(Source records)
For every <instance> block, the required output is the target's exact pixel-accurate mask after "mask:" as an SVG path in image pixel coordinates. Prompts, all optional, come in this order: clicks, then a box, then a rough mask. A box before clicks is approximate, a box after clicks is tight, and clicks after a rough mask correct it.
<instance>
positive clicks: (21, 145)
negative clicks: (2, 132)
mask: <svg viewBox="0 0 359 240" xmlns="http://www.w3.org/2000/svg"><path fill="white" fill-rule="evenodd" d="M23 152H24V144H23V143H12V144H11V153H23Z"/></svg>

__To-do item__
Recast every one of the rows above as a numbered list, leaving out any blank lines.

__Solution below__
1. For every <instance> block, the required output is the target's exact pixel-accurate mask after "mask:" as an SVG path in image pixel coordinates. Prompts, all optional, come in this order: clicks, then a box, then a rough mask. A box before clicks is approximate, a box after clicks is tight, and clicks after a rough mask correct it.
2. <instance>
3. positive clicks: (21, 145)
4. negative clicks: (2, 132)
5. mask: <svg viewBox="0 0 359 240" xmlns="http://www.w3.org/2000/svg"><path fill="white" fill-rule="evenodd" d="M23 152H24V144H23V143H12V144H11V153H23Z"/></svg>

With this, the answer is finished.